» EXTRAIT DE PAGE:
Egalité, Taxes, Bisous : République du Bisounoursland

Car en effet, la mort d’un individu lors de manifestations, mêmes violentes, est un fait très rare en France. Et histoire de fournir un peu de contexte, revenons sur les événements qui se sont emballés récemment autour du projet de barrage de Sivens. Celui-ci, placé sur une rivière locale, le Tescou, fait déjà débat depuis un moment. D’un côté, les autorités publiques (Conseil général du Tarn, l’Agence de l’eau Adour-Garonne), bien sûr épaulées par une de ces sociétés mixte dont la France a le sulfureux secret, la Compagnie d’aménagement des coteaux de Gascogne, le tout propulsé par des intérêts paysans bien compris, et de l’autre, une partie des riverains et des contribuables locaux ainsi que les inévitables écolos du cru. Les uns allant bon train pendant que les autres ne se sentaient pas assez consultés, des occupations plus ou moins sauvages des lieux et des manifestations furent rapidement organisées.

» EXTRAIT DE DONNÉES:
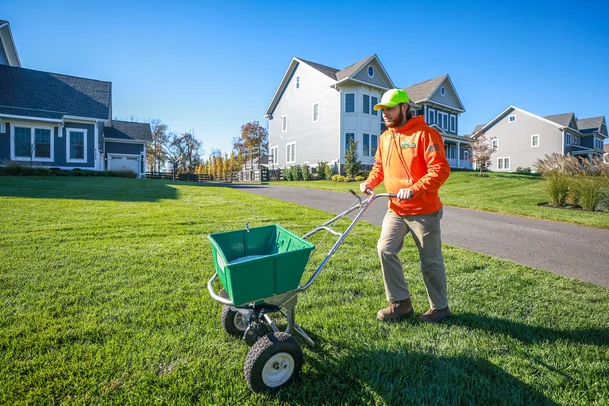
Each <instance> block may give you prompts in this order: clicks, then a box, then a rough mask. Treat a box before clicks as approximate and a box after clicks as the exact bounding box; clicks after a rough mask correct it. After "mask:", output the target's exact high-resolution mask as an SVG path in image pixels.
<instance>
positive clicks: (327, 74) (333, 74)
mask: <svg viewBox="0 0 609 406" xmlns="http://www.w3.org/2000/svg"><path fill="white" fill-rule="evenodd" d="M375 56H376V54H374V55H370V56H368V57H366V58H364V59H362V60H361V61H359V62H356V63H354V64H353V65H349V66H347V67H346V68H345V69H342V70H341V69H335V68H331V67H329V66H326V65H322V64H319V63H315V62H311V61H307V60H304V59H301V58H297V59H299V60H301V61H303V62H304V63H306V64H307V65H310V66H311V67H313V68H315V69H317V70H318V71H320V72H321V73H323V74H324V75H326V76H328V77H329V78H330V79H334V80H336V81H337V82H339V81H341V80H343V79H345V78H348V77H349V76H351V75H353V74H354V73H355V72H357V70H358V69H360V68H361V67H362V66H363V65H364V64H365V63H366V62H368V61H369V60H370V59H372V58H373V57H375Z"/></svg>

» CONSIGNE:
Prolongez le texte sur le projet de barrage de Sivens à partir de sa dernière phrase. Le matériel fourni n'est d'aucune utilité ici.

» VOTRE RÉPONSE:
Le problème est qu’ici, dans le fond, la construction du barrage suit de façon presque rigoureuse tout ce qu’on peut reprocher à une décision étatique à peu près unilatérale, avec une étude d’impact payée par le commanditaire lui-même (fastoche), avec une passation de marché public dans le respect scrupuleux du capitalisme de connivence qu’on ne peut que dénoncer : transparence calculée (ou opacité choisie, disons), acteurs qui s’entendent comme larrons en foire pour que toutes les bonnes factures atterrissent dans les bonnes poches, c’est-à-dire dans le respect (minimal) des lois, certes, mais avec cette flexibilité morale et ces scrupules qui riment avec minuscule qu’on retrouve dans presque toutes les bidouilles étatiques sur capitaux publics. Autrement dit, il y a bien ici matière à protester.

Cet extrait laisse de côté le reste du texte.